**What the exercise asks**:
Answer these questions from the physics blog post below.
(a) Where does the writer say they were during the lack of updates?
(b) What is the full title of the section the post covers?
(c) How does the post define velocity?

**Reading text**:
----
Physics! #13: University Physics 2.1

Whee! Sorry for the lack of updates, but I was fighting the good fight at San Diego Comicon. Christina snapped some great photos.

Since this section is fairly straightforward (though there are some important things to note), I want to take an opportunity to talk about the beauty of math and physics.

I do pretty well for myself, at least as far as geeks are concerned. I have a nice small business, I have far more readers than I deserve, and I get to talk to awesome people like Google and the kids at UCDavis. I don’t mean to complain, but there are times when it can feel overwhelming. This is particularly true at comic conventions. Even though it’s often fun, it’s exhausting to have to be “on” 24 hours a day for a week. You meet so many people, and everyone seems to have figured out how to make the next big thing or to have a connection to some important person you need to know. Although some of it is for real (neat stuff can happen at a big con), you eventually get tired of all the pageantry and bullshit.

And that’s where I love having some background in math and physics. It’s a mental place to go home to. Why? Because math doesn’t care how cool you are or what your reputation is or who you work for or any of that. Nothing superficial about you will give you any insight into a mathematical theorem. No wealthy acquaintance will give you any insight into the strangeness of the Universe. So, for me, it’s always very centering to return mentally to math and physics – it’s a place where we’re all humble.

With that, let’s dive back in!

Section 2.1: Displacement, Time, and Average Velocity

A lot of this section is pretty simple, so I won’t try to complicate it by going in depth. You already know what displacement, time, and velocity are because you exist in reality.

Displacement is when something changes location. Time is… time. Velocity is the thing that uses up time to change location. Nice and simple.

The thing you need to learn here is subtle, but important. It is this: in physics, some terms you THINK you understand have a slightly different and more rigorous meaning. First off, which of these things is a scalar and which is a vector.
----
**Recorded data**:
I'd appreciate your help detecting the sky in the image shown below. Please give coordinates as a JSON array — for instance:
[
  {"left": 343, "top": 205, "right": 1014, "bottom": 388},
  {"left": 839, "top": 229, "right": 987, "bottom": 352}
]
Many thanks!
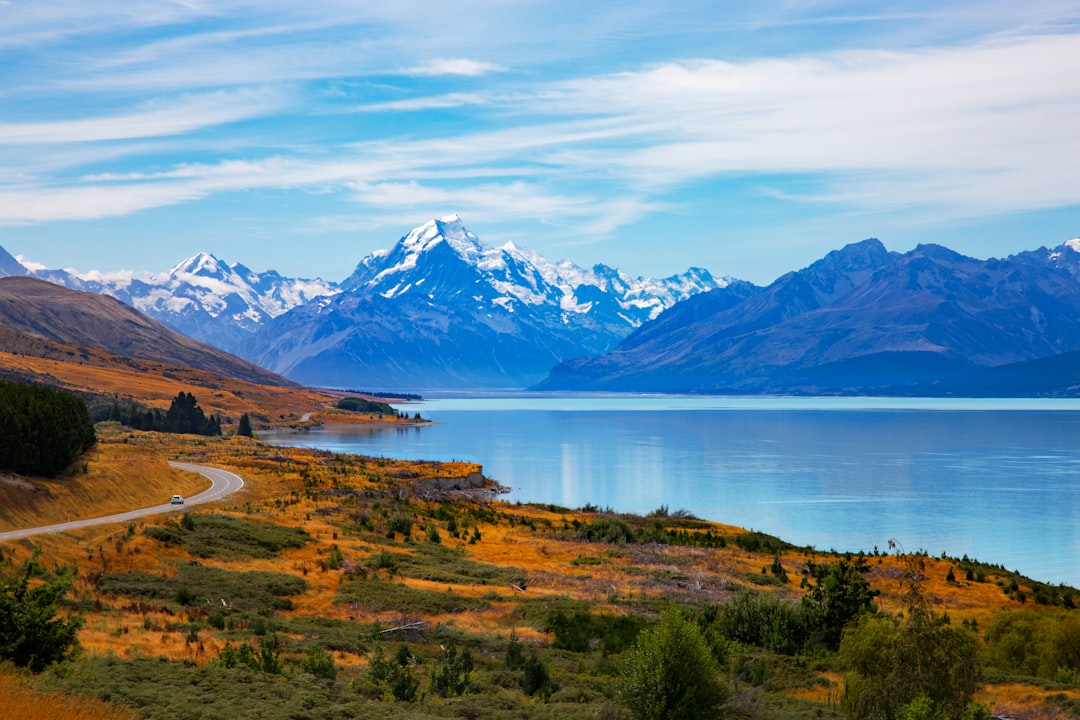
----
**Solution for this problem**:
(a) At San Diego Comicon.
(b) Section 2.1: Displacement, Time, and Average Velocity.
(c) As the thing that uses up time to change location.